Written exercise 1 - In the prospectus passage on selling shareholders, under what circumstance would a broker-dealer receive commissions or discounts from the purchaser of shares instead of from the selling shareholders?
Written exercise 2 -
Answer these questions using the prospectus passage on selling shareholders:
(a) Under what rule, other than this Prospectus, may the selling shareholders sell shares?
(b) How will the amounts of broker-dealer commissions or discounts be set?
(c) Against what may the selling shareholders agree to indemnify participating underwriters, dealers or brokers?

The selling shareholders may or may not sell any of their shares of common stock
pursuant to this Prospectus. The selling shareholders may also sell shares under
Rule 144 under the Securities Act, if available, or another exemption from
registration under the Securities Act rather than under this Prospectus. The
shares of our common stock may be sold in some states only through registered or
licensed brokers or dealers. In addition, in some states, the shares of our
common stock may not be sold unless they have been registered or qualified for
sale or the sale is entitled to an exemption from registration.


                                       10


As of the date hereof, no selling shareholder has advised us that it has entered
into any agreement or understanding with any underwriter, dealer or broker for
the offer or sale of the Common Stock. Broker-dealers engaged by a selling
shareholder may arrange for other brokers-dealers to participate in sales.
Broker-dealers may receive commissions or discounts from the selling
shareholders (or, if any broker-dealer acts as agent for the purchaser of
shares, from the purchaser) in amounts to be negotiated. The selling
shareholders do not expect these commissions and discounts to exceed what is
customary in the types of transactions involved. The selling shareholders may
agree to indemnify any underwriter, dealer or broker that participates in
transactions involving shares against certain liabilities, including liabilities
arising under the Securities Act.

Photo object pointing records:

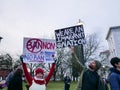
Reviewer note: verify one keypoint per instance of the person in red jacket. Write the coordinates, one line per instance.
(38, 82)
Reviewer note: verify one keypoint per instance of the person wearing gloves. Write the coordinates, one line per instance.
(38, 82)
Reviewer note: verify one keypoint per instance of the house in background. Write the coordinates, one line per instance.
(113, 39)
(105, 58)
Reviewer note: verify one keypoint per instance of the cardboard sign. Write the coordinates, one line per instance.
(70, 36)
(38, 50)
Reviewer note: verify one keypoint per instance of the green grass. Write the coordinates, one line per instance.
(54, 85)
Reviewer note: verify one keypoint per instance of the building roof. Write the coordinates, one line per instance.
(111, 28)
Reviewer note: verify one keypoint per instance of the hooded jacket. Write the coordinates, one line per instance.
(114, 79)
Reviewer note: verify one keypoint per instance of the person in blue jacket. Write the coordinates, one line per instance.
(114, 77)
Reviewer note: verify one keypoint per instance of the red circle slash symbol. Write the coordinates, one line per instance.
(34, 45)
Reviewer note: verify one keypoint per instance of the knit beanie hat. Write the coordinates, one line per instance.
(39, 70)
(98, 64)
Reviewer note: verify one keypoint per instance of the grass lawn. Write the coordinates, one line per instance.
(57, 85)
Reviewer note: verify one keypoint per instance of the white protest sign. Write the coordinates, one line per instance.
(38, 50)
(70, 36)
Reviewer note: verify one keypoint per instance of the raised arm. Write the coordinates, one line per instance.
(75, 60)
(27, 74)
(50, 73)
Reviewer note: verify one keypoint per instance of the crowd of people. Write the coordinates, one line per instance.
(88, 79)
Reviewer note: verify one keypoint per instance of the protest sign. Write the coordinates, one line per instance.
(70, 36)
(38, 50)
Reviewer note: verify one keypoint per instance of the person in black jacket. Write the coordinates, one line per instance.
(67, 81)
(16, 82)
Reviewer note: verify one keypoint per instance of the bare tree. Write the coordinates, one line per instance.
(89, 51)
(62, 63)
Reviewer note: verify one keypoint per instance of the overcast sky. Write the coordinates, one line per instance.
(39, 19)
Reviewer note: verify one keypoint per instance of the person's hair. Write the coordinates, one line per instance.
(114, 61)
(18, 72)
(98, 64)
(16, 66)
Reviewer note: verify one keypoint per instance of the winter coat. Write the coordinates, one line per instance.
(31, 79)
(114, 79)
(89, 80)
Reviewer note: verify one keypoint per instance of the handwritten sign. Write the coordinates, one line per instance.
(38, 50)
(70, 36)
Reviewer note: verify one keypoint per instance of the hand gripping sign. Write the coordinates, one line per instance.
(38, 50)
(71, 36)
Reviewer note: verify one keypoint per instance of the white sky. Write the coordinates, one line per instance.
(39, 18)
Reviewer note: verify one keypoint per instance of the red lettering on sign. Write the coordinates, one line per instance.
(36, 45)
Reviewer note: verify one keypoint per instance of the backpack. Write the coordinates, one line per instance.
(104, 84)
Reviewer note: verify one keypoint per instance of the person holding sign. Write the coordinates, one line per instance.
(89, 78)
(37, 82)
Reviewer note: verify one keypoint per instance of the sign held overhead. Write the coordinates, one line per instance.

Final result 1 - A broker-dealer would receive commissions or discounts from the purchaser if it acts as agent for the purchaser of the shares. Otherwise, the commissions or discounts come from the selling shareholders, in amounts to be negotiated.

Final result 2 -
(a) Rule 144 under the Securities Act, if available.
(b) They are to be negotiated.
(c) Certain liabilities, including liabilities arising under the Securities Act.